*TASK GOAL:*
Type out each record word for word. Pictures stay out.

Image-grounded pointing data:
_ _ _ _
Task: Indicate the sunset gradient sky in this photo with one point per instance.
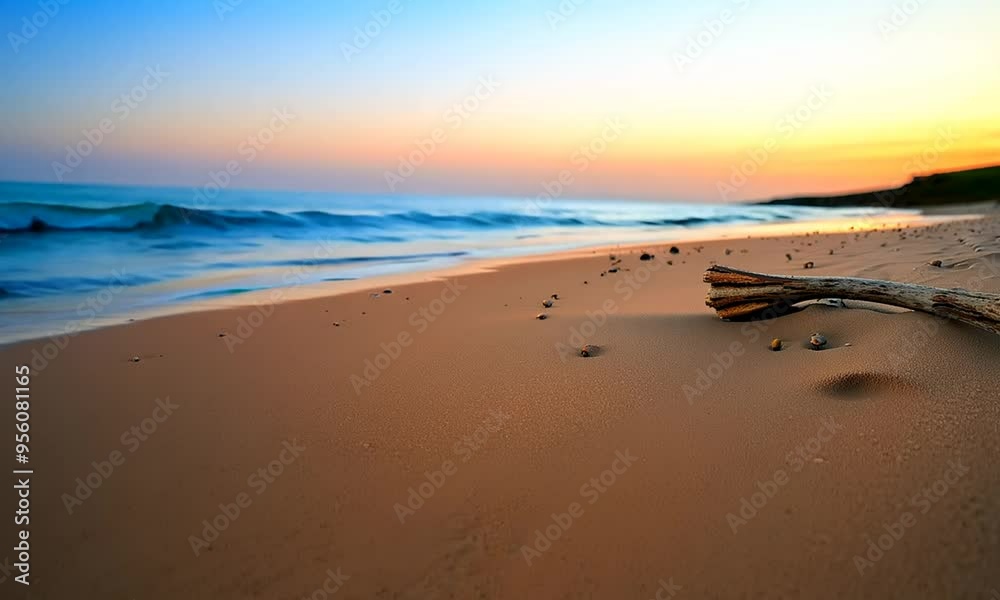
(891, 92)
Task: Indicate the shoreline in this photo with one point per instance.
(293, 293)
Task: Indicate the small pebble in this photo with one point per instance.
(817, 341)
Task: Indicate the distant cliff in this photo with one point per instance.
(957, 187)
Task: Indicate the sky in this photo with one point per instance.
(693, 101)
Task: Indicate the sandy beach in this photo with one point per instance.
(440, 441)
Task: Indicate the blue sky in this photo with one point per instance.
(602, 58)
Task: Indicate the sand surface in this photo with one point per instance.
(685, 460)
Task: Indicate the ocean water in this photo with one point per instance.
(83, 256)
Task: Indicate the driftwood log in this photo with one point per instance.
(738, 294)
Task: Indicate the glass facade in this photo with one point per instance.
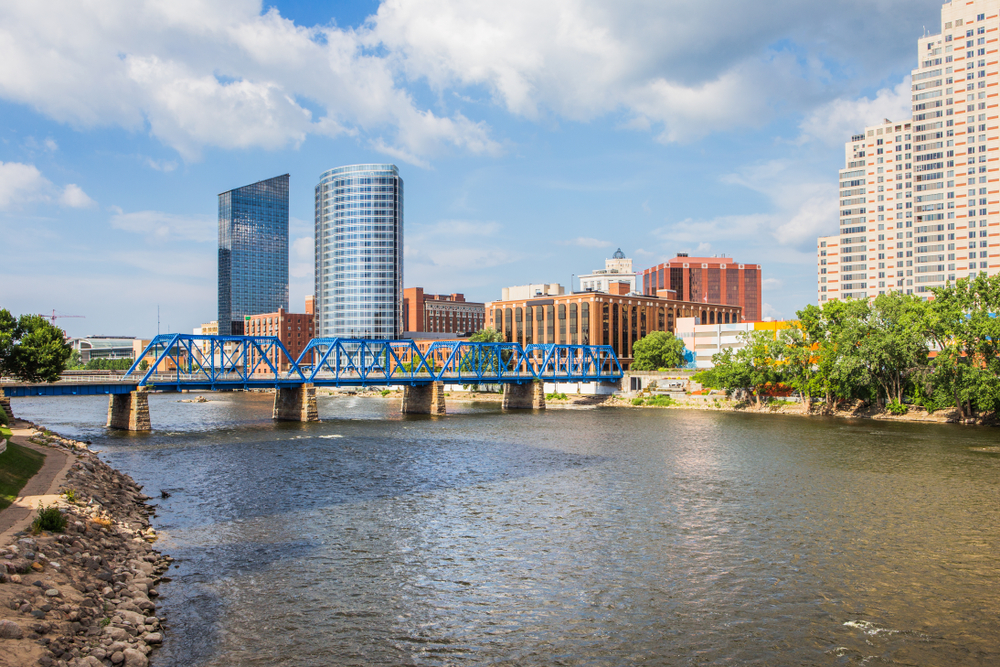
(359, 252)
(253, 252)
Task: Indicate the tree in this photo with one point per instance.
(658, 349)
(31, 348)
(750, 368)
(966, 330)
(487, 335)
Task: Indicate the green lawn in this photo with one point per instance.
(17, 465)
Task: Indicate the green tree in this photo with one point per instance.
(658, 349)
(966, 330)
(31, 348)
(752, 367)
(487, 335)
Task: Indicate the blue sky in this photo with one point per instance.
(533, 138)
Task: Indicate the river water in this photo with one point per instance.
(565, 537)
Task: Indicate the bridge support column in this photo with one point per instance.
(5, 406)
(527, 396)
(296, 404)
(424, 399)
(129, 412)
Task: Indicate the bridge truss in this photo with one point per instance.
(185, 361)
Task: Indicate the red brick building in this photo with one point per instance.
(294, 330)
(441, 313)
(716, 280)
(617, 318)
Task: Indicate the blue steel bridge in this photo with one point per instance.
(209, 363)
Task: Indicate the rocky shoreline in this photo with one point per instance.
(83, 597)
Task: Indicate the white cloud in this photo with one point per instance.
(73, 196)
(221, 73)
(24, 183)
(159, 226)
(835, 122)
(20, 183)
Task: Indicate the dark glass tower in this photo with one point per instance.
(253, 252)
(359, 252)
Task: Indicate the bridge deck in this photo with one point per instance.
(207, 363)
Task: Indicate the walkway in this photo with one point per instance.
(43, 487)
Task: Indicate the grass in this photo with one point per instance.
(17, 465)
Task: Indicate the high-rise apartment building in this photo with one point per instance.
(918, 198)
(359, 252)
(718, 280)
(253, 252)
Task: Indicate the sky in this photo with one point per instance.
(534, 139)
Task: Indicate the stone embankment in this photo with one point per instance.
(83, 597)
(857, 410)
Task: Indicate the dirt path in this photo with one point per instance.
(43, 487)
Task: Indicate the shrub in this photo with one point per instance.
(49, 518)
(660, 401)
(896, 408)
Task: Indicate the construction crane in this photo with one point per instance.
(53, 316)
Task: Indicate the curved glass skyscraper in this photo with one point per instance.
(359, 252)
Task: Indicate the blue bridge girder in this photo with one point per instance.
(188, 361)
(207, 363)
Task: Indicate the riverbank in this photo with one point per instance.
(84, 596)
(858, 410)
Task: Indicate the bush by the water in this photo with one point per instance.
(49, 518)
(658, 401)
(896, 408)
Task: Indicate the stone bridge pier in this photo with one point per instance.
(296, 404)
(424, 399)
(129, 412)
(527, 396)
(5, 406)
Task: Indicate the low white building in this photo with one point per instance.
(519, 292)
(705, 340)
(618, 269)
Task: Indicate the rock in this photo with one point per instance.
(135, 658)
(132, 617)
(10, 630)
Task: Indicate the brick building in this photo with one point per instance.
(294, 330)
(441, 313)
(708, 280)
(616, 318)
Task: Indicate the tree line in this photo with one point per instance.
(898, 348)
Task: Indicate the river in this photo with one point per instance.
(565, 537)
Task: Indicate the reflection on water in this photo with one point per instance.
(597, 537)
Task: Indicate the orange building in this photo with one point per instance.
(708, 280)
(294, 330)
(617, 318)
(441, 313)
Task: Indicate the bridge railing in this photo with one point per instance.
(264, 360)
_ _ _ _
*EXERCISE SOLUTION:*
Task: Indicate the sunset gradient sky in this photo with one point per instance.
(891, 92)
Task: Indicate the shoreline in this photo with one point per instance.
(293, 293)
Task: Indicate the small pebble in this photo with one point per instance.
(817, 341)
Task: Indicate the distant cliff in this photo with one point per instance.
(957, 187)
Task: Indicate the sky in this photo with one point per instance.
(693, 101)
Task: Indicate the sandy beach in this photo with one point per instance.
(440, 441)
Task: Indicate the blue sky in this photo with one point per instance.
(602, 58)
Task: Indicate the sand surface in this photo with one point per instance.
(685, 460)
Task: Indicate the ocean water in this photo with one point per instance.
(83, 256)
Task: Indicate the driftwood log in this photo with one point per instance.
(738, 294)
Task: Indicate the glass facade in this photo with one point per instance.
(359, 252)
(253, 252)
Task: Indicate the tree in this photo with one point per instance.
(658, 349)
(31, 348)
(750, 368)
(966, 330)
(487, 335)
Task: Indicate the green lawn in this photo with one point per instance.
(17, 465)
Task: Indicate the green tree in this photo with one point per instance.
(658, 349)
(966, 330)
(31, 348)
(752, 367)
(487, 335)
Task: Indicate the blue sky in this photo with one point per instance.
(533, 138)
Task: Indicate the river water in this photo with one point per instance.
(565, 537)
Task: Indicate the bridge support column in this photo with one point per instance.
(5, 406)
(527, 396)
(296, 404)
(424, 399)
(129, 412)
Task: Indicate the bridge truss in this photo with one point per instance.
(185, 361)
Task: Indicate the red brick building in this photo with one point per instance.
(294, 330)
(441, 313)
(716, 280)
(617, 318)
Task: Indicate the blue steel bridge in this photo with one point per instance.
(209, 363)
Task: Indicate the rocky shoreline in this photo with one point per instance.
(83, 597)
Task: Indicate the white cloud in this photo with one point per instance.
(73, 196)
(221, 73)
(24, 183)
(159, 226)
(835, 122)
(20, 183)
Task: Indicate the dark glass tower in this photo with one point per instance.
(253, 252)
(359, 252)
Task: Indicate the bridge deck in this photo with one point per instance.
(207, 363)
Task: Indicate the walkway in this photo with one point per instance.
(43, 487)
Task: Indicate the grass in this photo with one point per instance.
(17, 465)
Task: Indicate the high-rise apartment building in this photo with one point per instance.
(918, 198)
(359, 252)
(718, 280)
(253, 252)
Task: Indicate the sky in this photo with one point per instance.
(534, 139)
Task: Indicate the stone embankment in this photo with one point per instance.
(83, 597)
(857, 410)
Task: Indicate the dirt path in this photo with one point per instance.
(43, 487)
Task: Indicate the shrub in this photo with one point per instance.
(49, 518)
(660, 401)
(896, 408)
Task: Indicate the construction crane in this photo with one point per instance.
(53, 316)
Task: Indicate the curved glass skyscraper in this photo with one point per instance.
(359, 252)
Task: Indicate the blue bridge girder in this photo with one point per instance.
(188, 361)
(207, 363)
Task: Indicate the riverbank in this photo with one point per instance.
(84, 596)
(858, 410)
Task: Indicate the bush by the water in this photo with one point per instance.
(49, 518)
(658, 401)
(896, 408)
Task: Indicate the stone bridge pier in this photo with one point per instance.
(296, 404)
(424, 399)
(129, 412)
(527, 396)
(5, 406)
Task: Indicate the low white building in this photo with one point per instance.
(519, 292)
(705, 340)
(618, 269)
Task: Indicate the rock in this photo with one point per instance.
(135, 658)
(132, 617)
(10, 630)
Task: Indicate the brick building in this photo with one point per instance.
(294, 330)
(441, 313)
(708, 280)
(616, 318)
Task: Indicate the tree line in this photo with one point per instance.
(898, 348)
Task: Indicate the river in this photo with one point per instance.
(565, 537)
Task: Indicate the reflection on water in this photo with one point per instance.
(597, 537)
Task: Indicate the orange building in this photo with one point per instance.
(708, 280)
(294, 330)
(617, 318)
(441, 313)
Task: Indicate the bridge railing in this photo with one point per instance.
(264, 360)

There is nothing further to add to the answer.